• DIRECTIVE: Reproduce the listing below, swapping each occurrence of "doorway" for "window" and leaving everything else unchanged.
>> start PROVIDED INFORMATION
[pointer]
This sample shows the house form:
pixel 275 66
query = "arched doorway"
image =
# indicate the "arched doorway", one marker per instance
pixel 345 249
>> end PROVIDED INFORMATION
• FULL ANSWER:
[pointer]
This sample shows the house form:
pixel 275 66
query = "arched window"
image =
# indicate the "arched window", one marker per instance
pixel 345 249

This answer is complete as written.